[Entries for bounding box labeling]
+++

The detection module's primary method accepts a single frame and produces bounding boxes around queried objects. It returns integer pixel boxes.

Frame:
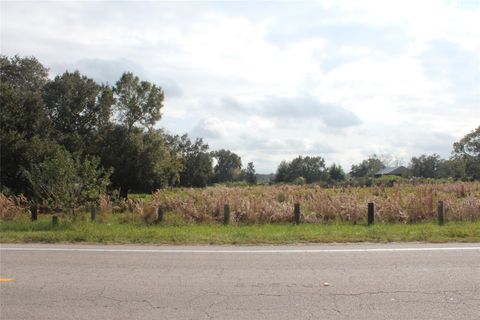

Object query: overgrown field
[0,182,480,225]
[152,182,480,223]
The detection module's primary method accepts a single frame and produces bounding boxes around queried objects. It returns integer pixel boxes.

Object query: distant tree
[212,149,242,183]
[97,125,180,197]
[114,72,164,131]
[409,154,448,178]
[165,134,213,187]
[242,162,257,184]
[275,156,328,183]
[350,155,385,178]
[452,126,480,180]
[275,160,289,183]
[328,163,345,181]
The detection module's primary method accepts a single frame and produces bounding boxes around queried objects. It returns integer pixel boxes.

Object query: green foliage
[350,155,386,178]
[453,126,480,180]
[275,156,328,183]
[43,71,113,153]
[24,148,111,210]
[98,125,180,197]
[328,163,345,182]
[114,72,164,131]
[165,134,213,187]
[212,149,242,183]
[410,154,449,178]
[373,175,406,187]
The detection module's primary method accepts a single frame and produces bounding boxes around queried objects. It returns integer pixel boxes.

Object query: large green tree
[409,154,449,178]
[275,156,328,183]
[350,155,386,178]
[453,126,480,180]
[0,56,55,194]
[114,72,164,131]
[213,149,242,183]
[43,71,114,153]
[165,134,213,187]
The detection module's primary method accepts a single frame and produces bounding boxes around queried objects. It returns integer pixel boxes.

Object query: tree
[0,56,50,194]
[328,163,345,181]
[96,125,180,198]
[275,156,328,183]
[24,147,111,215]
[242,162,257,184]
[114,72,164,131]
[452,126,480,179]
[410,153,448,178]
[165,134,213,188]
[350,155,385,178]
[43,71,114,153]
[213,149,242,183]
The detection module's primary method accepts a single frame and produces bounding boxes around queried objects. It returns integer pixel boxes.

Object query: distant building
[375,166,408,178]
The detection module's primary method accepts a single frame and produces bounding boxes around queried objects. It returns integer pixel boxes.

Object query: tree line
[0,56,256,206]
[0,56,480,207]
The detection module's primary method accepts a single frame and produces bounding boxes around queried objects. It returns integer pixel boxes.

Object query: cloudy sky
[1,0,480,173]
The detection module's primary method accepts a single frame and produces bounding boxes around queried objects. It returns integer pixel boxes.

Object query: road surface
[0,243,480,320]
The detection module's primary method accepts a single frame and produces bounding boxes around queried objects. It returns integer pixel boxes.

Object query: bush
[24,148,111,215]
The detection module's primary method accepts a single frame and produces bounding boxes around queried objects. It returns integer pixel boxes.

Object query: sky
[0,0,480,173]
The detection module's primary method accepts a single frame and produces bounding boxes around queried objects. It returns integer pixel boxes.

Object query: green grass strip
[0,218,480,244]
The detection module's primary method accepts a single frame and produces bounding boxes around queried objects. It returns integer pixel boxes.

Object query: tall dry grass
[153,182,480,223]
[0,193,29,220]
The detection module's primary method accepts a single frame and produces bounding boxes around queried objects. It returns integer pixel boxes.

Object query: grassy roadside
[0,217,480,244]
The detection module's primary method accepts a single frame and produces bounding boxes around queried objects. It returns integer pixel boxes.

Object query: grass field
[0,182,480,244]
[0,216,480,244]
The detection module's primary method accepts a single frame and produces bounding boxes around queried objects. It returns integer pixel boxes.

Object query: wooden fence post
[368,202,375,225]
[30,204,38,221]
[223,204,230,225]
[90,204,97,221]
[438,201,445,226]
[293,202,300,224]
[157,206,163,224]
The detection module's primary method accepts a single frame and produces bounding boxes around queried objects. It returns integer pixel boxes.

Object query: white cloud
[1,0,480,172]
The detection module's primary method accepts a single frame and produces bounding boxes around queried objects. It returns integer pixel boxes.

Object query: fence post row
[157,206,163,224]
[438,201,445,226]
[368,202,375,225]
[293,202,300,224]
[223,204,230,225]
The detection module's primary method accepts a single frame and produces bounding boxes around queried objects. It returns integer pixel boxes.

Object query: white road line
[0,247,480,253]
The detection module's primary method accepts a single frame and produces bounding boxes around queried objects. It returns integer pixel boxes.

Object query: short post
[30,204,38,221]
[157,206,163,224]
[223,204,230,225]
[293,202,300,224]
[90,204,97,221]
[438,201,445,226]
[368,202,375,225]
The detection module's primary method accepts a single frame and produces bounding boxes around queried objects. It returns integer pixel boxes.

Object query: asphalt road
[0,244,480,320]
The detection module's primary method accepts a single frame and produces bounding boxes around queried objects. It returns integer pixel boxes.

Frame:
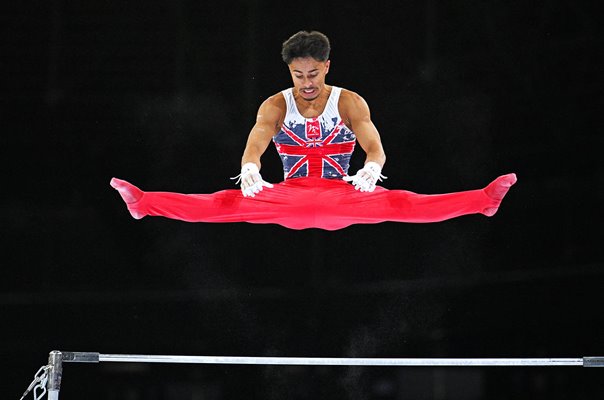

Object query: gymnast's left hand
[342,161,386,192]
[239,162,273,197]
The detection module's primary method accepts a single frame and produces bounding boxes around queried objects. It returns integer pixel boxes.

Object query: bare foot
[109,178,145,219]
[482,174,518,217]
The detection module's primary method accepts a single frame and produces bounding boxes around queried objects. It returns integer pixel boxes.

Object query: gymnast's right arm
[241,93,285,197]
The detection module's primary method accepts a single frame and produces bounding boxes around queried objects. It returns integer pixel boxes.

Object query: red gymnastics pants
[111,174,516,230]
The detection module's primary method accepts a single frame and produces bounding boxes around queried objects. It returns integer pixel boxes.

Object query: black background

+++

▸ EXERCISE DESCRIPTION:
All the records above need to be given again word for word. Skip the pictures.

▸ RESULT FOR THIS EXERCISE:
The detection module's primary method accepts a single frame and produces bounding boxes around queried objects. It returns integer pixel boxes.

Frame:

Object query: overgrown field
[0,182,480,225]
[152,182,480,223]
The detection module's primary method accepts a single frame and produces bounding boxes around queried objects. It returns integer pixel boxes.

Object query: distant tree
[212,149,242,183]
[97,125,180,197]
[114,72,164,131]
[409,154,448,178]
[165,134,213,187]
[242,162,257,184]
[275,156,328,183]
[350,155,385,178]
[452,126,480,180]
[275,160,289,183]
[328,163,345,181]
The detection module's primary method accepts a single frame and produces bounding boxes around queried objects. It returns integer pixel boxes.

Object query: green foliage
[350,155,386,178]
[453,126,480,180]
[275,156,328,183]
[43,71,113,153]
[24,148,111,210]
[98,125,180,197]
[328,163,345,182]
[114,72,164,131]
[165,134,213,187]
[212,149,242,183]
[410,154,449,178]
[373,175,406,187]
The detection module's primary method accepts a single frame and produces bounding boxes around queried objects. It returns integer pixel boxes.

Object query: large green tree
[409,154,449,178]
[275,156,328,183]
[350,155,386,178]
[453,126,480,180]
[0,56,55,194]
[114,72,164,131]
[213,149,242,183]
[43,71,114,153]
[165,134,213,187]
The detection module's primary method accepts a single frame and produces bounding boxes around queried objects. It returns integer pixel boxes.

Object query: tree
[0,56,50,194]
[328,163,345,181]
[96,125,180,198]
[275,156,328,183]
[24,147,111,215]
[242,162,257,184]
[114,72,164,131]
[452,126,480,179]
[410,153,448,178]
[165,134,213,188]
[350,155,385,178]
[43,71,114,153]
[213,149,242,183]
The detection module's primary method accepts a single frame and produces bounding boxes around queried objects. It returns integer pixel boxes.

Object query: distant building
[375,166,408,178]
The detection module's primary method accepts a single frame and produces bounding boxes around queried objects. It returns integer pixel boxes.

Object query: tree line
[0,56,256,206]
[0,56,480,207]
The detection module's primary method accepts a single frame and produces bounding boxes around queried objects. It returns integer pixel boxes.

Object query: cloudy sky
[1,0,480,173]
The detection module's primary method accepts a single frame and produces bounding boxes around queried objects. It returns integer pixel boxes.

Object query: road surface
[0,243,480,320]
The detection module's primary method accepts a single frame and produces bounding boxes around queried objects. It returns integer pixel boxes.

Object query: bush
[24,148,111,215]
The detection module's primary method accepts a single frame and produces bounding boxes around queried objects. It returns integer pixel boxes.

Object query: sky
[0,0,480,173]
The detection module's primary method accepts a single frame and produces bounding boxes around queried objects. It returns integer pixel boxes.

Object query: green grass strip
[0,218,480,244]
The detection module's primary method accepts a single frame and produces bounding boxes around queried objects. It returns integer pixel boxes.

Object query: tall dry grass
[153,182,480,223]
[0,193,29,220]
The detection module's primary method accepts a single frame and produces bounding boxes around queried objects. It returns integer pixel boxes.

Object query: grassy roadside
[0,217,480,244]
The detection module's primary method accepts a single frame and produces bounding boxes around queried objects. It returns integer pixel boxes.

Object query: grass field
[0,182,480,244]
[0,216,480,244]
The detection module's primary method accepts a single frame and produces bounding boxes around queried objects. It returns integer pixel boxes.

Object query: wooden fence post
[368,202,375,225]
[30,204,38,221]
[223,204,230,225]
[90,204,97,221]
[438,201,445,226]
[293,202,300,224]
[157,206,163,224]
The detection module's primary method accepts a single frame and produces bounding boxes around queried objects. It returns integer pixel boxes.

Object query: white cloud
[1,0,480,172]
The detection module's primary method accepts a single frame and produces bounding boxes around queried objects. It returns integer pixel boxes.

Object query: fence post row
[157,206,163,224]
[438,201,445,226]
[368,202,375,225]
[293,202,300,224]
[223,204,230,225]
The detection module's primary method accepts a single frame and produces bounding boxes around queried objects. It returns integer pixel boxes.

Object query: white road line
[0,247,480,253]
The detection module's primary method accepts a single frame and produces bounding boxes around queried objects. It returns integer pixel boxes.

Object query: short post
[30,204,38,221]
[157,206,163,224]
[223,204,230,225]
[293,202,300,224]
[90,204,97,221]
[438,201,445,226]
[368,202,375,225]
The detection module's primary method accepts a single frame and produces bounding boxes around queried objects. It returns integer pixel boxes.

Object query: asphalt road
[0,244,480,320]
The detection module's primary method accepts a single frame and produces bounding boxes around queried objects. It returns integer pixel boxes.

Frame:

Object query: gymnast's left hand
[342,161,386,192]
[239,162,273,197]
The detection module's primary method accepts a single frame and produces bounding boxes around queried objects. It returns integer pixel boxes.

Object query: bare foot
[109,178,145,219]
[482,174,518,217]
The detection module's primary method accepts a single frame and produces bounding boxes around queried objects. It returns integer pixel boxes.

Object query: gymnast's right arm
[241,93,285,197]
The detection module's primary method accepts a single frame and produces bounding boxes around queried objects. It returns integer pixel boxes.

Object query: red gymnastics pants
[111,174,516,230]
The detection module's primary method accepts a single frame and produces bounding boxes around queried objects. It returns integer pixel boxes.

Object query: black background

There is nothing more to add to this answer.